* STATED TASK
Please rewrite the listing from its start through the line containing "[142,191,259,270]", keeping every line, including each request, and scaling only the bounding-box coordinates in the answers by 0.2, rounded to whole numbers with halves rounded up. Give only those lines.

* SUPPLIED ENTRIES
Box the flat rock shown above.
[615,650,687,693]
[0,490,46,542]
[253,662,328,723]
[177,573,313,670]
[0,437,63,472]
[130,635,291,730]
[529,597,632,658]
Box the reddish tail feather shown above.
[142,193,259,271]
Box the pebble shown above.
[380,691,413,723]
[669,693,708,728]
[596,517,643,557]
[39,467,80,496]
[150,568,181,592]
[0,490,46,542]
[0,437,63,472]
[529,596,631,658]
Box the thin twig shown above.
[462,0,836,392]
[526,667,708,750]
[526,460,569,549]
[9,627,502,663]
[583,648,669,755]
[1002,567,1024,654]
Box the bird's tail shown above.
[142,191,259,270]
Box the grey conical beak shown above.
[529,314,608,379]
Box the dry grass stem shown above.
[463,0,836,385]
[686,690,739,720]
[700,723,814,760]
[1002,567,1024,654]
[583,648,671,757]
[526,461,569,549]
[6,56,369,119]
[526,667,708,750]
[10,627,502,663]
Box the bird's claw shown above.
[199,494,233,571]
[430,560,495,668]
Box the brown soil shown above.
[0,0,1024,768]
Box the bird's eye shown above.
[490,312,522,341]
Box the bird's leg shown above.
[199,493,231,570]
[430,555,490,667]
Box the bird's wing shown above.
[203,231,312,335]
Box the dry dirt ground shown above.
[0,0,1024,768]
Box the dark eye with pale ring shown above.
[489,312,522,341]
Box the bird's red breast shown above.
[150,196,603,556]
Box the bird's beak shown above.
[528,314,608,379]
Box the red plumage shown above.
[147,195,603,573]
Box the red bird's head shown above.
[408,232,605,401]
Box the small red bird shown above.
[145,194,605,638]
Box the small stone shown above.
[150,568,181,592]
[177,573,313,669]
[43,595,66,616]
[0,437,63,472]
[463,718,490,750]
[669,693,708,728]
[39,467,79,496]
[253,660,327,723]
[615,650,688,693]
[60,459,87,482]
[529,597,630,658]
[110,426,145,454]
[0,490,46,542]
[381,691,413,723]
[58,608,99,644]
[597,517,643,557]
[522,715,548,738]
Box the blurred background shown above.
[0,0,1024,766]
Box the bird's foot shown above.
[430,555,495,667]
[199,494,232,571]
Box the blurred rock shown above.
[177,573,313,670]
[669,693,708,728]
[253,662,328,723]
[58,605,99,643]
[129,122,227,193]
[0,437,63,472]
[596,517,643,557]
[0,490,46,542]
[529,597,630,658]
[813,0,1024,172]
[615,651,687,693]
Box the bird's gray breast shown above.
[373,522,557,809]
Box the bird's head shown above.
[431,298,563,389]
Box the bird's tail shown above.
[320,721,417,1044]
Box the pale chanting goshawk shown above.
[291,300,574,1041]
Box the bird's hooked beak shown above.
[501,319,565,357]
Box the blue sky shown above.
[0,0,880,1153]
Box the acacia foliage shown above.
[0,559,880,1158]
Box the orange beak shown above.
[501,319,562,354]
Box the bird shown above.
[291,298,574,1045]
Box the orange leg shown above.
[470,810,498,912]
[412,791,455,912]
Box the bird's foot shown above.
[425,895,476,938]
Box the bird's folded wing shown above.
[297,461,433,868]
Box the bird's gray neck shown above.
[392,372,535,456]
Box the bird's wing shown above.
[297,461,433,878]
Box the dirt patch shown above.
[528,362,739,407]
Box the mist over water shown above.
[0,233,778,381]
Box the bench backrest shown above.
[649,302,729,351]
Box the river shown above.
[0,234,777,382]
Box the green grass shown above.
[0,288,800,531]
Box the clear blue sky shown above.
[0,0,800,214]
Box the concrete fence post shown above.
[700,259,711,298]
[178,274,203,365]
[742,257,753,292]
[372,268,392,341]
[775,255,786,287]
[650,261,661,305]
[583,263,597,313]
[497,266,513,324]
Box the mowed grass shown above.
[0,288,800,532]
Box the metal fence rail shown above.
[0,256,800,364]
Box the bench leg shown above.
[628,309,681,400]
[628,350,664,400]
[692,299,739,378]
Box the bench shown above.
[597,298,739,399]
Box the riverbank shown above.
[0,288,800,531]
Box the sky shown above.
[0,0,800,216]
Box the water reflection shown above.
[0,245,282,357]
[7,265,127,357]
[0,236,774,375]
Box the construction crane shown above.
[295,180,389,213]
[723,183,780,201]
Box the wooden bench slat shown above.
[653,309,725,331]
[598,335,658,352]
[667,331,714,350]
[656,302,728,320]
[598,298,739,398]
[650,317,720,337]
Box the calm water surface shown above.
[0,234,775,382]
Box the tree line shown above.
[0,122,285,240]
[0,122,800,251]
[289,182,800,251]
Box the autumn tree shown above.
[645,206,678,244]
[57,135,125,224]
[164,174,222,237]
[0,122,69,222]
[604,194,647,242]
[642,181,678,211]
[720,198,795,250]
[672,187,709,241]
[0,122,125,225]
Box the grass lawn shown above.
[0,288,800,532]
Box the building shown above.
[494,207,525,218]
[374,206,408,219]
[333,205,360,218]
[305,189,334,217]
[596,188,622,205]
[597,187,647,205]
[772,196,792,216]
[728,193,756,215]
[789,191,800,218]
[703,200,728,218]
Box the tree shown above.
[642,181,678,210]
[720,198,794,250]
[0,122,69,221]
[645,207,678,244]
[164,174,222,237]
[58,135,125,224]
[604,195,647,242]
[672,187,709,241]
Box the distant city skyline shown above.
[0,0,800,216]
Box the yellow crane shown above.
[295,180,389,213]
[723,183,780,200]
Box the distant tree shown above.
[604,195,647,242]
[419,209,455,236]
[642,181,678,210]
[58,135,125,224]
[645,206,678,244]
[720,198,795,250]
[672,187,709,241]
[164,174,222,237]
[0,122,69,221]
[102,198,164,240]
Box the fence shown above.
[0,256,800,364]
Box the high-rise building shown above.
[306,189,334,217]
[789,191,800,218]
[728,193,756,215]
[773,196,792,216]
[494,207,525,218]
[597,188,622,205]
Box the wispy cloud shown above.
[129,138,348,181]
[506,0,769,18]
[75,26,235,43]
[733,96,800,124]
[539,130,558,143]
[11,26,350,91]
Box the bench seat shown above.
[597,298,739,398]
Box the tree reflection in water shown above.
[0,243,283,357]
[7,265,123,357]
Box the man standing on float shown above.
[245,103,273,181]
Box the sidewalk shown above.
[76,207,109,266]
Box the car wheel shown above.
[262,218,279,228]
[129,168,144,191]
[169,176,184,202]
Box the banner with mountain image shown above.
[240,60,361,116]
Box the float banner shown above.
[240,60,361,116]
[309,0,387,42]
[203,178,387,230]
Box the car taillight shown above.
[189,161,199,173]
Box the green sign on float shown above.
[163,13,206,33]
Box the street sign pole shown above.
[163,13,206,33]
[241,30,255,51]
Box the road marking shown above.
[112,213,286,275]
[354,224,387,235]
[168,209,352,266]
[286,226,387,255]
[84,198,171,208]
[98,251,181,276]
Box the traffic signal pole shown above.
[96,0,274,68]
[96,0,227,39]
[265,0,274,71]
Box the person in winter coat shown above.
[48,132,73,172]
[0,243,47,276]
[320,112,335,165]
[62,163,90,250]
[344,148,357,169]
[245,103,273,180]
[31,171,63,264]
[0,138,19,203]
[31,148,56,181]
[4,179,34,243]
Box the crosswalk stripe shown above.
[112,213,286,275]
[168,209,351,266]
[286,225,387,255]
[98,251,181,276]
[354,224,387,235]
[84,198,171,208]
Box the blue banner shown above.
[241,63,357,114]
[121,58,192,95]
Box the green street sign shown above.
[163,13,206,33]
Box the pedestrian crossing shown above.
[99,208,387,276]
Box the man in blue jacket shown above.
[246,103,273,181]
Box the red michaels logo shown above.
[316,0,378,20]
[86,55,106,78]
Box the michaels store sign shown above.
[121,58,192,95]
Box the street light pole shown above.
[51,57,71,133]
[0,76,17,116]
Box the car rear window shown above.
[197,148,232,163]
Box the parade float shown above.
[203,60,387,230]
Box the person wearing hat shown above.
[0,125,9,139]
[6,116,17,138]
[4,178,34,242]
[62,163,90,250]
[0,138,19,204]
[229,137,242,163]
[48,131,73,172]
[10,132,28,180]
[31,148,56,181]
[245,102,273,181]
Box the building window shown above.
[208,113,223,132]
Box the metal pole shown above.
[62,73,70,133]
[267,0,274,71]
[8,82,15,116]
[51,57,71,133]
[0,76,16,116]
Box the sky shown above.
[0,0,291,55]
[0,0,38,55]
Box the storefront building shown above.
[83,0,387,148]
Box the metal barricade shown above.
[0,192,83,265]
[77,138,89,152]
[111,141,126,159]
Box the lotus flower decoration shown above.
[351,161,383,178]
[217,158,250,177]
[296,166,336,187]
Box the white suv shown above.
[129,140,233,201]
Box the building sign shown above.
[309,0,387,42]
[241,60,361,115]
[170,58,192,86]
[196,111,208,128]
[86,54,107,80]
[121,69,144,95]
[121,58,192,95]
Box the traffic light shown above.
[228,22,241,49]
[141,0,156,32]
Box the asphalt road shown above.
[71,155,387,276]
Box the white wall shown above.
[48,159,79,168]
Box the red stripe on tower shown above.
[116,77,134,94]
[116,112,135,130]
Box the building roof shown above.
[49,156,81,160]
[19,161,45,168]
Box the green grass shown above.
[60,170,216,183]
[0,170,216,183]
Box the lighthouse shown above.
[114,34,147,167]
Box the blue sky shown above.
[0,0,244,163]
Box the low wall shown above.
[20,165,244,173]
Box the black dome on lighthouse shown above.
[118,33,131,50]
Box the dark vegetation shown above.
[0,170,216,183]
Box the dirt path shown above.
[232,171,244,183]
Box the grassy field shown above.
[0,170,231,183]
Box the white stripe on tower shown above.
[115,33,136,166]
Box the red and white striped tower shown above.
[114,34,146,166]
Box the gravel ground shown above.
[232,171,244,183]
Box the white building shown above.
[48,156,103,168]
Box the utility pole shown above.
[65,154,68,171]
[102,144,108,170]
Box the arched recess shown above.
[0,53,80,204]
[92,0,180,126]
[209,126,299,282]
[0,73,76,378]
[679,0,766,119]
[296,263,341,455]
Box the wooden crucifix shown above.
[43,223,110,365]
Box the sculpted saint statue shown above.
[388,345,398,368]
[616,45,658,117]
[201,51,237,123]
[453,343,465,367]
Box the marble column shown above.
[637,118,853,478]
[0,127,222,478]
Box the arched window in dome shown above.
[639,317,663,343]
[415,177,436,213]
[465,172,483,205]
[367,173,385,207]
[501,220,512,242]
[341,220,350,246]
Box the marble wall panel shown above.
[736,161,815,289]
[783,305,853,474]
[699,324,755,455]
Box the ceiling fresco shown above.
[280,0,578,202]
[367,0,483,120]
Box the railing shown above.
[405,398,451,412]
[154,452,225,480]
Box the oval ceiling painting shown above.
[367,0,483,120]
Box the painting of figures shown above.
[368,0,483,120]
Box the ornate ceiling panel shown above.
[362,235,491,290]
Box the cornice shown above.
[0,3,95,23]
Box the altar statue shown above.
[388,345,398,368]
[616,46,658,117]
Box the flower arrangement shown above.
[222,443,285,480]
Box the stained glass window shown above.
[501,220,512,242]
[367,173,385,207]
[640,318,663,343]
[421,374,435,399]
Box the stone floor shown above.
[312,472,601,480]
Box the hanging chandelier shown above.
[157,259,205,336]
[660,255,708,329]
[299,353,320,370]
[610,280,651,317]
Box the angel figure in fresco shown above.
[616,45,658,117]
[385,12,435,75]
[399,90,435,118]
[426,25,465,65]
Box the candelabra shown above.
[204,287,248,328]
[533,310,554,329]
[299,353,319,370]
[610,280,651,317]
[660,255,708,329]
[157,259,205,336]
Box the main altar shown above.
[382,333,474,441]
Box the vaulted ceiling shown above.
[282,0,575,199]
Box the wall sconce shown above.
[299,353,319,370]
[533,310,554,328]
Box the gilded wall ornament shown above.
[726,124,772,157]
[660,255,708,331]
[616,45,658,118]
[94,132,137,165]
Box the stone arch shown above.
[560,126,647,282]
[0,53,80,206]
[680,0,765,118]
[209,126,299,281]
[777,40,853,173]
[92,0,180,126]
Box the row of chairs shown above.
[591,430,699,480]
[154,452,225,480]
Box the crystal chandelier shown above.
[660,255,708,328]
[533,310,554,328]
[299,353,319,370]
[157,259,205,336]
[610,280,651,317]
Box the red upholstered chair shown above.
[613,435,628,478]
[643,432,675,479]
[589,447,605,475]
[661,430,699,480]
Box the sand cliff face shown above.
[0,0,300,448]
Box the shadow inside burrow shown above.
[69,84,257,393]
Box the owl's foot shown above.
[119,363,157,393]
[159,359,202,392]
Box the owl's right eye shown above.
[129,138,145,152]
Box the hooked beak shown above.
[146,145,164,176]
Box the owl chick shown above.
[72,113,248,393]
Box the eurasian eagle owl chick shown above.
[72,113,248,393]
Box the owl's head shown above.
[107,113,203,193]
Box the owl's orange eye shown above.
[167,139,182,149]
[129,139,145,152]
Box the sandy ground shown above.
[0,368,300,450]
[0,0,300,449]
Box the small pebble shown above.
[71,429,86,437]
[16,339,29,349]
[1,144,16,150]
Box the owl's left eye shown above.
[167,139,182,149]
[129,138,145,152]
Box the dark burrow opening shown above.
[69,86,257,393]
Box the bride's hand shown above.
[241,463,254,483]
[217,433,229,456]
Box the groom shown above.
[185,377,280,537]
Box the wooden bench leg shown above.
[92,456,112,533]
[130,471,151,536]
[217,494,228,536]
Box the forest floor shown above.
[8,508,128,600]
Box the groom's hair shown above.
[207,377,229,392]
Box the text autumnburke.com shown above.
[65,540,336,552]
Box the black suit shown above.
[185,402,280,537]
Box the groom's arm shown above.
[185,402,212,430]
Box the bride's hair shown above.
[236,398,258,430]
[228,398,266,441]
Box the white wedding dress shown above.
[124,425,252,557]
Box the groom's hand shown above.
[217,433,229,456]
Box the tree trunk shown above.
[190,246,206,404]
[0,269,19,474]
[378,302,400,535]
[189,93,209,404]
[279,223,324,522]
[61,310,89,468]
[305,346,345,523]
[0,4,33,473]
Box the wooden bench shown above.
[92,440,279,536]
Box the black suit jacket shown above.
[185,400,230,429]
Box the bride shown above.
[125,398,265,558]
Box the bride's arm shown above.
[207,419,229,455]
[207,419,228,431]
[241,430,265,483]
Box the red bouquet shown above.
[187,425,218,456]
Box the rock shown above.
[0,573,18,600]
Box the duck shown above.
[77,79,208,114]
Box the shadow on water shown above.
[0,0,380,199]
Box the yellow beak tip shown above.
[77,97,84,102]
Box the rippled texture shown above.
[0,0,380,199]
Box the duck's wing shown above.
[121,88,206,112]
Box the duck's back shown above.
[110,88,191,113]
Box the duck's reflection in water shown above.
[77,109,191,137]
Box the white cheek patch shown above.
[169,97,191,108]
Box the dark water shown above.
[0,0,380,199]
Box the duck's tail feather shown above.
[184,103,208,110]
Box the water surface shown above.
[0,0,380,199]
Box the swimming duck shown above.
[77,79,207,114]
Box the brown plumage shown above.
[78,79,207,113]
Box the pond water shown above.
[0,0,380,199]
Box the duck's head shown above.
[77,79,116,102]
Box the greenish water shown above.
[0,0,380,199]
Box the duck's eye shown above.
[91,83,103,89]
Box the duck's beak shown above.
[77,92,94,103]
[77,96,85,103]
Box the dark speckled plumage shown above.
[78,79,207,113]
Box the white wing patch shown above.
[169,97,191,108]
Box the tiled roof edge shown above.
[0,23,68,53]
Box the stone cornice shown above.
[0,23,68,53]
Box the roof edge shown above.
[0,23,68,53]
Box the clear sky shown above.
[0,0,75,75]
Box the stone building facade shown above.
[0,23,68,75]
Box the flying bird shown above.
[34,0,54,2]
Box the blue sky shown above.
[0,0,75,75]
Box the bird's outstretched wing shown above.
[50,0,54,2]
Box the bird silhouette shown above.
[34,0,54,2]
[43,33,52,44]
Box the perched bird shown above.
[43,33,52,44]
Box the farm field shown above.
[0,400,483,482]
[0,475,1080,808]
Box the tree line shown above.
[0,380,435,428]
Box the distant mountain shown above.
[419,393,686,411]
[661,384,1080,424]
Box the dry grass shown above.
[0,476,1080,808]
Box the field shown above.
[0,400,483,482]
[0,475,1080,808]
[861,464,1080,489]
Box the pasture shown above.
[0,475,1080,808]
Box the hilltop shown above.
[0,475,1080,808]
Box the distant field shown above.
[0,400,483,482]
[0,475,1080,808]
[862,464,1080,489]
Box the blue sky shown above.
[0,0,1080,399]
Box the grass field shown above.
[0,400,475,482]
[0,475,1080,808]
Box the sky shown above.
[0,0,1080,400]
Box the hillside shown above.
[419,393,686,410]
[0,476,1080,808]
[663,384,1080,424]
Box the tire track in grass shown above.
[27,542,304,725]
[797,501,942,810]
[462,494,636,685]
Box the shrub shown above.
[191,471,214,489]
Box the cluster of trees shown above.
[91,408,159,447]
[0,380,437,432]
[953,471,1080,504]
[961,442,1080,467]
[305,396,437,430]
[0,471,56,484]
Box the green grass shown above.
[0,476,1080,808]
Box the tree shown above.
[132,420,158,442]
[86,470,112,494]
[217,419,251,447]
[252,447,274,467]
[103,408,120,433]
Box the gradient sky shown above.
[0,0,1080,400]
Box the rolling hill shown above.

* SOLUTION TO THIS PROBLEM
Box the flat rock shown above.
[123,130,137,139]
[0,98,9,108]
[51,132,66,145]
[35,115,63,134]
[0,87,13,94]
[26,127,58,146]
[106,119,126,132]
Box the reddish tail feather shown above.
[28,39,52,54]
Box the pebble shown above.
[76,138,83,145]
[134,139,142,146]
[119,103,129,111]
[8,93,16,99]
[30,114,36,118]
[0,98,9,108]
[0,87,13,94]
[106,119,126,132]
Box the thin twig shown above.
[92,0,167,78]
[105,133,142,150]
[105,92,114,110]
[2,125,100,133]
[117,130,134,151]
[200,113,205,131]
Box the bird's tail shown above.
[28,38,52,54]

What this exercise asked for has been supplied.